◆ **Aim of the exercise**
Repeat, without any change, the entries presented below.

◆ **Data provided**
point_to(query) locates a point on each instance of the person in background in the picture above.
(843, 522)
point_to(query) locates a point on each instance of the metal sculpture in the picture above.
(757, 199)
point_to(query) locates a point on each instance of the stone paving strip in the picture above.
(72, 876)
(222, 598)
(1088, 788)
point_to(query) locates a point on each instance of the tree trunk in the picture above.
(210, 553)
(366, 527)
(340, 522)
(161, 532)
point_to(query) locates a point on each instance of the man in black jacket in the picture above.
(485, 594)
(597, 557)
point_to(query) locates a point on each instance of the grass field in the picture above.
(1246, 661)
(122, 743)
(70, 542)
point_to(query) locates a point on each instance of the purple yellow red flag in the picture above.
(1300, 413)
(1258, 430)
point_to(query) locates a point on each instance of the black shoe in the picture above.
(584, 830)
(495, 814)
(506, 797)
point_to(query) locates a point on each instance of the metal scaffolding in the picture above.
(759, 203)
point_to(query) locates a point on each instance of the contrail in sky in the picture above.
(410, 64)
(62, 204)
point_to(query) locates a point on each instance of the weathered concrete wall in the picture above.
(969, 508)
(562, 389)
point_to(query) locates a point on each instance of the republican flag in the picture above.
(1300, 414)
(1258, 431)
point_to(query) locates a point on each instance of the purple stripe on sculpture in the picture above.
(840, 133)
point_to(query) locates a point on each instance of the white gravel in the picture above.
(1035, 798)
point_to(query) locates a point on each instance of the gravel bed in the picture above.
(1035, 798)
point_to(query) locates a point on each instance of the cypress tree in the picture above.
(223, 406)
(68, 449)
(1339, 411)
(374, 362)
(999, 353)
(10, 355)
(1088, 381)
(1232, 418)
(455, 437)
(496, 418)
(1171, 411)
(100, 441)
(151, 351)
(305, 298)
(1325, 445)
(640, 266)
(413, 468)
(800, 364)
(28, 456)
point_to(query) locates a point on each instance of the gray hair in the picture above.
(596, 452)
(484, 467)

◆ **Written reply**
point_to(query) locates a point on each instance of the person in background in the picture above.
(843, 522)
point_to(query) locates a point on each instance of the metal sculpture in the picture above.
(757, 199)
point_to(query) locates a point on each instance of the stone paving strip in the picture above.
(72, 876)
(222, 598)
(1088, 788)
point_to(query) locates a point on each instance of the tree trunk in the picture above.
(210, 553)
(366, 527)
(340, 522)
(161, 532)
point_to(query) locates a point on each instance of the man in black jacket in the picture above.
(485, 594)
(597, 557)
point_to(query) locates a point on each instance of the grass field in the picture above.
(1246, 661)
(122, 743)
(70, 542)
point_to(query) locates a point on each instance of the purple yellow red flag in the picture above.
(1300, 413)
(1258, 430)
point_to(query) locates a point on each instance of the black shoe in the picture above.
(584, 830)
(495, 814)
(506, 797)
point_to(query) locates a point on each instance of the metal scaffolding in the picture above.
(759, 203)
point_to(query) locates a point on each instance of the contrail in sky in the picture above.
(410, 64)
(62, 204)
point_to(query) locates a point on each instance of the weathered concrete wall in the picture above.
(969, 508)
(562, 389)
point_to(query) locates a point on each instance of the republican flag in the picture above.
(1300, 414)
(1258, 431)
point_to(query) locates a point on each instance of the purple stripe on sculpture in the picture above.
(840, 133)
point_to(query) locates a point on each instance of the white gravel in the picture above.
(1035, 798)
point_to(query) locates a point on each instance of the gravel bed in the picture above.
(1035, 798)
point_to(query) locates a point on each instance of the cypress tree in the picture above.
(223, 406)
(68, 449)
(1339, 411)
(374, 362)
(999, 353)
(10, 355)
(1088, 381)
(1232, 418)
(455, 437)
(496, 418)
(1171, 411)
(100, 441)
(151, 351)
(305, 298)
(1325, 445)
(640, 266)
(413, 468)
(800, 364)
(28, 456)
point_to(query) locates a point on each instance of the gray hair in the picture above.
(596, 452)
(484, 467)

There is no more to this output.